• _INSTRUCTIONS TO FOLLOW_:
The response must consist of each line in the listing that has the word "walkway" in it.

• _RECORDS_:
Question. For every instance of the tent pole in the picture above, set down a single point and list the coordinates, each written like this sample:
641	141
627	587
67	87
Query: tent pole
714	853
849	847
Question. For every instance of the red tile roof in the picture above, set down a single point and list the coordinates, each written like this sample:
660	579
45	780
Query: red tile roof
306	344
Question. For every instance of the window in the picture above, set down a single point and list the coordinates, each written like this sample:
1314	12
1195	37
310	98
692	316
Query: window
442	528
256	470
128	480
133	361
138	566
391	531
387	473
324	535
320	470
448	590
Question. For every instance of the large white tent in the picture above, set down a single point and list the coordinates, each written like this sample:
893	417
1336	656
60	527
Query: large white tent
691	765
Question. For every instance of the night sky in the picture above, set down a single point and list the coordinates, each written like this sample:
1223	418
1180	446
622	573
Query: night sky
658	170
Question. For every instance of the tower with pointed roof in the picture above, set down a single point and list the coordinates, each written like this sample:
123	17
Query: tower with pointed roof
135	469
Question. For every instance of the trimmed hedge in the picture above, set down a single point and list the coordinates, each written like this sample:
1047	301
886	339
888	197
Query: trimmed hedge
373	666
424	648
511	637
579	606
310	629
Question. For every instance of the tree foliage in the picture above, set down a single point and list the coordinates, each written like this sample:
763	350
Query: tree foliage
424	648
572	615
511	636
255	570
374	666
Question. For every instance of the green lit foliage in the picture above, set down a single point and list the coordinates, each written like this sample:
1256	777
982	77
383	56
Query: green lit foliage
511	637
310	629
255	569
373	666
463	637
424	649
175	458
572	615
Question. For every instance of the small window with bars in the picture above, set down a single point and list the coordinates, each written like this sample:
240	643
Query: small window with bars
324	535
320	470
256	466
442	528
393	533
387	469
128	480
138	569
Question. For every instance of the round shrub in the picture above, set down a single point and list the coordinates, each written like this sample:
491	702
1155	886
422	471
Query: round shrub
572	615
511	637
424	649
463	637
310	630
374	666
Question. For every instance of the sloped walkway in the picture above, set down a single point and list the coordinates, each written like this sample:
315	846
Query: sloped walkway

* * *

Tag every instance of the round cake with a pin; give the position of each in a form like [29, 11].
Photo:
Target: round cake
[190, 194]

• _ANSWER SPACE_:
Question. For every instance of the sloped walkway in the picture above, set down a single point and list the coordinates, each written like this sample:
Query: sloped walkway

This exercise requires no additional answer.